Rewrite the records below as a JSON list of strings, one string per line, with blank lines omitted.

▽

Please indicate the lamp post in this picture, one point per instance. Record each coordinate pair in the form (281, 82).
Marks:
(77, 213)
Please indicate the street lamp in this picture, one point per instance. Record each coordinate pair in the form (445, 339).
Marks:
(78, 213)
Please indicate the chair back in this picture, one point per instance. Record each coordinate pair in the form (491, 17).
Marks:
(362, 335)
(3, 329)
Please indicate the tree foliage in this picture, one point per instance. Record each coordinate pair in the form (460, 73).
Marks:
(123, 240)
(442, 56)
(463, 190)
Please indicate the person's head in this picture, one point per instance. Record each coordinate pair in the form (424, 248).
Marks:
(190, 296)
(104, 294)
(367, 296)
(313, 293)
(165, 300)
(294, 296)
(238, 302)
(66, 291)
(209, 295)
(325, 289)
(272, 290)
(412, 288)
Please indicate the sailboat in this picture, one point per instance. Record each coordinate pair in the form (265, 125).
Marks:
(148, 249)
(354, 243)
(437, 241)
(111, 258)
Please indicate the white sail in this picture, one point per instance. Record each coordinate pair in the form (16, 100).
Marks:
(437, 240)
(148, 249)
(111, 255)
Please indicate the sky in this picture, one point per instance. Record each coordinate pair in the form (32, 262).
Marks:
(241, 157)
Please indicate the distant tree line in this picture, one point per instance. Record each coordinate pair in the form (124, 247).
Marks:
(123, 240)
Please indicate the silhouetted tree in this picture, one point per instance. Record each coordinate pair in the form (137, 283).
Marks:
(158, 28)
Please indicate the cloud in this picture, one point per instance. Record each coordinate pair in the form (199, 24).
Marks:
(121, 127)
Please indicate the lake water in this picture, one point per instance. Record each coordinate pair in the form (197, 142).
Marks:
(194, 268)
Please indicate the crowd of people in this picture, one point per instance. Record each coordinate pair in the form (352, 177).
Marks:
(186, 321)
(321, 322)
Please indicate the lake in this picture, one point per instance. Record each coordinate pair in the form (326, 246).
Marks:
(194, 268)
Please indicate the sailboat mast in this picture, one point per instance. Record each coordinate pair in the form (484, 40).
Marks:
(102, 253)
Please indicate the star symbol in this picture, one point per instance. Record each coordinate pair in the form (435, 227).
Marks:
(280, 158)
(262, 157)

△

#### Result of this exercise:
[
  "Please indicate the lamp post in this picture, one point per instance. Record each coordinate pair in the form (281, 82).",
  "Marks:",
  "(77, 213)",
  "Please indicate the street lamp in this picture, one point per instance. Record each coordinate pair in the form (445, 339).",
  "Marks:",
  "(78, 213)",
  "Please indicate the chair back in this picture, one point per instance. Record each coordinate pair in the form (491, 17).",
  "Marks:",
  "(362, 335)",
  "(3, 329)",
  "Please indicate the tree foliage in this picture, one point per instance. Record each coordinate pair in the form (460, 73).",
  "Marks:",
  "(123, 240)",
  "(442, 56)",
  "(463, 190)",
  "Please indicate the person's head in this picture, one point per instance. Record each coordinate pair in the form (424, 248).",
  "Marks:",
  "(190, 296)",
  "(104, 294)",
  "(367, 296)",
  "(313, 293)",
  "(165, 300)",
  "(294, 296)",
  "(238, 302)",
  "(66, 291)",
  "(209, 295)",
  "(325, 289)",
  "(272, 290)",
  "(412, 288)",
  "Please indicate the sailboat in this picture, one point per instance. Record each coordinate pair in the form (265, 125).",
  "Marks:",
  "(148, 249)",
  "(354, 243)",
  "(437, 241)",
  "(111, 258)",
  "Please indicate the white sail in this picture, one point per instance. Record each coordinate pair in the form (16, 100).",
  "Marks:",
  "(437, 240)",
  "(148, 249)",
  "(111, 255)",
  "Please indicate the sky in this picture, one point per instance. Record each coordinate pair in the form (32, 262).",
  "Marks:",
  "(241, 157)",
  "Please indicate the distant tree line in this picture, one point per instance. Record each coordinate pair in the form (124, 247).",
  "Marks:",
  "(123, 240)",
  "Please indicate the silhouetted tree in this picture, one point per instance. Record each coordinate pair in the form (137, 283).",
  "Marks:",
  "(158, 28)",
  "Please indicate the cloud in this picture, one point per instance. Record each coordinate pair in the form (199, 24).",
  "Marks:",
  "(121, 127)",
  "Please indicate the lake water in this picture, one point per instance. Record each coordinate pair in the form (197, 142).",
  "Marks:",
  "(194, 268)",
  "Please indicate the crowd of people in this picture, one point per instance. Record each coordinate pair in the form (352, 177).",
  "Marks:",
  "(186, 321)",
  "(321, 322)",
  "Please indicate the lake in this picture, one point per instance. Record each coordinate pair in the form (326, 246).",
  "Marks:",
  "(194, 268)",
  "Please indicate the sailboat mast in this picture, one point per instance. Record each coordinate pair in the form (484, 40).",
  "Marks:",
  "(102, 253)",
  "Please indicate the star symbol in this picture, one point per instance. Record each coordinate pair in the form (435, 227).",
  "Marks:",
  "(280, 158)",
  "(262, 157)"
]